_Texte_:
§ §
La question islamique, épineuse donc, est obsédante en France depuis des décennies. Elle est aussi présente de par le monde dans des problématiques politiques et géostratégiques. Sa résolution est déterminante, tant elle est cruciale, au centre d’enjeux nationaux et internationaux. Nous en voulons pour preuve la profusion éditoriale foisonnante qui décrit une gamme de sujets importants et variés en lien avec l’islam et l’islamisme. Mais le vocabulaire utilisé n’est pas maîtrisé et la confusion règne et embrouille les esprits. Les notions abordées ne sont pas précisées ni expliquées. Elles sont présentées par des termes à l’emporte-pièce avec un traitement médiatique superficiel qui aggrave le sentiment d’incompréhension, de trouble et de désordre. Et pourtant, les mots ont leur importance et doivent avoir leur juste application. Ainsi le malheur du monde est-il accru, selon la formule camusienne, à cause des choses qui sont mal nommées…
(…) Dans l’actualité brûlante, des termes inflammables deviennent très vite explosifs dans les débats. Ces derniers, hystérisés, dégénèrent à cause des difficultés d’études sereines induites par les acceptions divergentes de ces mots-comburants – voilà encore une autre catégorie de mots que les chercheurs en sciences du langage doivent intégrer à leur discipline lorsqu’ils étudient les champs sémantiques. Et, le plus souvent, nous assistons à des controverses déchaînées ; parfois nous concourons à des polémiques emportées et stériles lancées avec des gerbes de voix ardentes et acrimonieuses, ou consignées par un libelle fielleux à cause d’une sémantique non-maîtrisée et une lexicographie hasardeuse. (…) Il est de notre devoir, dans ce travail de clarification et d’apaisement, de trouver surtout des antidotes aux mots-poison.
§ §
_Consigne donnée 1_:
Répondez à ces questions d'après le texte :
(a) Depuis combien de temps la question islamique est-elle obsédante en France ?
(b) Quel adjectif qualifie la formule selon laquelle le malheur du monde est accru à cause des choses mal nommées ?
(c) Que faut-il trouver contre les « mots-poison » ?

_Données de travail_:
§ §
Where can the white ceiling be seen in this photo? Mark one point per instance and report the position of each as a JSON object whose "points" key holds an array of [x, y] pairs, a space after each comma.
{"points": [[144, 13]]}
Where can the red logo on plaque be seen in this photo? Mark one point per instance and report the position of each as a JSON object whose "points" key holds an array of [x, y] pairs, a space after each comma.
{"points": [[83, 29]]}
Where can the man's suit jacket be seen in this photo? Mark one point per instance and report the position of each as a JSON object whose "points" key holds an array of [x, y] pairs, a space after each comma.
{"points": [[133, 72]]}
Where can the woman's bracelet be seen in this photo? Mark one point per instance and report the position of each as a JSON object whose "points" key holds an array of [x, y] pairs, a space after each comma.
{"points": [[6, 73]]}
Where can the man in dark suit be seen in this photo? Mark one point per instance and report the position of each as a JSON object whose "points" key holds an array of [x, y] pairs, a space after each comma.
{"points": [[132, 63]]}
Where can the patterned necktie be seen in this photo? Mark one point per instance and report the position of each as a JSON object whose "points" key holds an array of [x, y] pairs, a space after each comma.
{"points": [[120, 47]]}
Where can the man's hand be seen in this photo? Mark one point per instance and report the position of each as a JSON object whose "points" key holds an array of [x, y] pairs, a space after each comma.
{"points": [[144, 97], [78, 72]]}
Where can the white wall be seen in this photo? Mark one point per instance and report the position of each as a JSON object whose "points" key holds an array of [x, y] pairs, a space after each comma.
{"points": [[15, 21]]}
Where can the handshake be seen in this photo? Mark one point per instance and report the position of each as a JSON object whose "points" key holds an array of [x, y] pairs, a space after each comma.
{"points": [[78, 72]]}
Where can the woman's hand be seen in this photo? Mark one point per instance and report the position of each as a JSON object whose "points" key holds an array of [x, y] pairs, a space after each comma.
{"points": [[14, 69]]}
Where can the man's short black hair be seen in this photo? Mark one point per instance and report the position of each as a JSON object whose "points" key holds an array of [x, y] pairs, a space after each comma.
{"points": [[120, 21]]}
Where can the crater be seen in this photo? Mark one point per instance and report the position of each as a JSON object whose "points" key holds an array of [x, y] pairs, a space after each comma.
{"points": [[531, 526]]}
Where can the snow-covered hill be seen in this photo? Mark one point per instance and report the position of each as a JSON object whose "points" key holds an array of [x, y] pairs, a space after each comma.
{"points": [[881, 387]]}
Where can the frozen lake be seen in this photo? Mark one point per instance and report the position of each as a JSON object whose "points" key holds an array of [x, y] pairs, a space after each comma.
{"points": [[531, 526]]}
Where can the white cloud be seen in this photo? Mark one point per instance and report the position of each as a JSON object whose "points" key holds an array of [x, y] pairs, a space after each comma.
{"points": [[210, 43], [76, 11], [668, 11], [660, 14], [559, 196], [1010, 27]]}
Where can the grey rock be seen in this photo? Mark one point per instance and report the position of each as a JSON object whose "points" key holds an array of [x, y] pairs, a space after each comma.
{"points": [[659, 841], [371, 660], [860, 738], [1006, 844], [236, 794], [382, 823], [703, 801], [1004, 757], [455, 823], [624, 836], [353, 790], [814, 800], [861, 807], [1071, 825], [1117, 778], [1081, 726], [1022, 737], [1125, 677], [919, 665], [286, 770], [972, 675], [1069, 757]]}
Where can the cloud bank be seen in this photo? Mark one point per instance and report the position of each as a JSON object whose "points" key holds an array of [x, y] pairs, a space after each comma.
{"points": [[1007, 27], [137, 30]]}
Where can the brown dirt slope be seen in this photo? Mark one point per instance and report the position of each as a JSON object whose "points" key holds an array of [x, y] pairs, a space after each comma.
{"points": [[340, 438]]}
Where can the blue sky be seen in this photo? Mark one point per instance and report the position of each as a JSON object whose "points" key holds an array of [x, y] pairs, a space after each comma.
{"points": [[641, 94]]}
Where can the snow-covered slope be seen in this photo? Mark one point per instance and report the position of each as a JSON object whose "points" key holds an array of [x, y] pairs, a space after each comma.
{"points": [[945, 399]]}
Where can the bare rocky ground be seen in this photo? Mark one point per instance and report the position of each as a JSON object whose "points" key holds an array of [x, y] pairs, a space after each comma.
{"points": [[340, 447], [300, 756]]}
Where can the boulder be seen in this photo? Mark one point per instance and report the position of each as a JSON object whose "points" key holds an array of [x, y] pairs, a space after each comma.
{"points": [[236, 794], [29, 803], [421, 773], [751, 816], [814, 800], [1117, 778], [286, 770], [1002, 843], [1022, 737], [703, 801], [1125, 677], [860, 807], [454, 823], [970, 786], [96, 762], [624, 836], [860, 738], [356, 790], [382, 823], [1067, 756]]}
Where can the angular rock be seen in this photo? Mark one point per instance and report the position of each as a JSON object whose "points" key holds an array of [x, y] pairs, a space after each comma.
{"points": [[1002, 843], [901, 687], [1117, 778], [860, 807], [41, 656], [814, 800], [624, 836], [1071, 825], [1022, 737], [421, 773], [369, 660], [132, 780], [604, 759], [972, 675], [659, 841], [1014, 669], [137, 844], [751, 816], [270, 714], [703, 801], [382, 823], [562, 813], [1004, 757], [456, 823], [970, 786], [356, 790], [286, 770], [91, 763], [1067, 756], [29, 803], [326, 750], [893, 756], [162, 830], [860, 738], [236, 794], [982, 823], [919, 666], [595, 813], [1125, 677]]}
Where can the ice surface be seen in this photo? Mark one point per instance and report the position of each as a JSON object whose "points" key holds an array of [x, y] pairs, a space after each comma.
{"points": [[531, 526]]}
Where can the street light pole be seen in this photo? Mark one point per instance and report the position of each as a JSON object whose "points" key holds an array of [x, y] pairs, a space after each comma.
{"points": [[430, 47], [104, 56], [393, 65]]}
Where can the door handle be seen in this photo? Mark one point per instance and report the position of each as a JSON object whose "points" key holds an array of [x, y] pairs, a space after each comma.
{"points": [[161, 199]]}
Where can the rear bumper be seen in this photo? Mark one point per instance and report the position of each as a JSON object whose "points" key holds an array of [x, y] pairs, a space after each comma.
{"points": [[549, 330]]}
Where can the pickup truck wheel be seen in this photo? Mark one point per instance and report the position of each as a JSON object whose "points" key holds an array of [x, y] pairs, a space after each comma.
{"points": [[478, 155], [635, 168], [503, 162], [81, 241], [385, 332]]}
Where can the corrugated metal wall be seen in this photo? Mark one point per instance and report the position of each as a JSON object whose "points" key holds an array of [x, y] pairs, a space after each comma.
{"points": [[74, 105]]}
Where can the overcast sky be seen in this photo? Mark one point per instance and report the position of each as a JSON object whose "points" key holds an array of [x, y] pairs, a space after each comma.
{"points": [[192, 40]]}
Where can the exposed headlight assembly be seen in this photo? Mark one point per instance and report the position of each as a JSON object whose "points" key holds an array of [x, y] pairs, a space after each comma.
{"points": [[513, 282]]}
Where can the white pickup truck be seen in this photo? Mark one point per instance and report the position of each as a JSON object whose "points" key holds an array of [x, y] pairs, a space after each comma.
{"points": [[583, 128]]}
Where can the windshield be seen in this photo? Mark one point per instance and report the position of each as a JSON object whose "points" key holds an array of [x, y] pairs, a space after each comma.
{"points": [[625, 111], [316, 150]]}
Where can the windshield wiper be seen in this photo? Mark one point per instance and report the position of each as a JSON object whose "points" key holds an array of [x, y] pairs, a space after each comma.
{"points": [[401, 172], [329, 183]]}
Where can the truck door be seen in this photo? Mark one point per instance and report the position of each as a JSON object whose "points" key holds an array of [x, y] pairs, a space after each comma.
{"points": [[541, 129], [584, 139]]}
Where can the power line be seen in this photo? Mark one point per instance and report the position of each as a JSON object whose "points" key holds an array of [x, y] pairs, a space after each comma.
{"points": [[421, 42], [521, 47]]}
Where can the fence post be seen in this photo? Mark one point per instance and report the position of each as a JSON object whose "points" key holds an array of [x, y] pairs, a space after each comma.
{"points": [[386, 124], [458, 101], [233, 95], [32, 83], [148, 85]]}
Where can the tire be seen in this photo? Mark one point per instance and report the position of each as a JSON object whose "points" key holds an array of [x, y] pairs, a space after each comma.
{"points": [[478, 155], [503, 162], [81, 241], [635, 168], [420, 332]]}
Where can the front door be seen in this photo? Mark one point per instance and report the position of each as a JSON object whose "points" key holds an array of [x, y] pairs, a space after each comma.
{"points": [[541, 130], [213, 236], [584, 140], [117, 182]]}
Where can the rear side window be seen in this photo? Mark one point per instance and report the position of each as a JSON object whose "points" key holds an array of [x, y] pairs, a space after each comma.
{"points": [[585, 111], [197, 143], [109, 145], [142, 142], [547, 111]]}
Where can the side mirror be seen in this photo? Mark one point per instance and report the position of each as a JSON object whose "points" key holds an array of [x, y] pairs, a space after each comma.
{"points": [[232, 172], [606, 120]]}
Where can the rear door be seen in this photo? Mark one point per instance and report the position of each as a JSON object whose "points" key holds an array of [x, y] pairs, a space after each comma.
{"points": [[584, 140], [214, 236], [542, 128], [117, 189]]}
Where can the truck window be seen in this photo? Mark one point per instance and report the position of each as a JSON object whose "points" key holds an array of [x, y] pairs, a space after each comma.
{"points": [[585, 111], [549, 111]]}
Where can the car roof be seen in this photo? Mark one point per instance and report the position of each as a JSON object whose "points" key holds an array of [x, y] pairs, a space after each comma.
§ §
_Consigne donnée 2_: Relevez toutes les lignes ci-dessus contenant le mot "cloud".

_Réponse rédigée 1_:
(a) Depuis des décennies.
(b) Camusienne.
(c) Des antidotes.

_Réponse rédigée 2_:
Where can the white cloud be seen in this photo? Mark one point per instance and report the position of each as a JSON object whose "points" key holds an array of [x, y] pairs, a space after each comma.
Where can the cloud bank be seen in this photo? Mark one point per instance and report the position of each as a JSON object whose "points" key holds an array of [x, y] pairs, a space after each comma.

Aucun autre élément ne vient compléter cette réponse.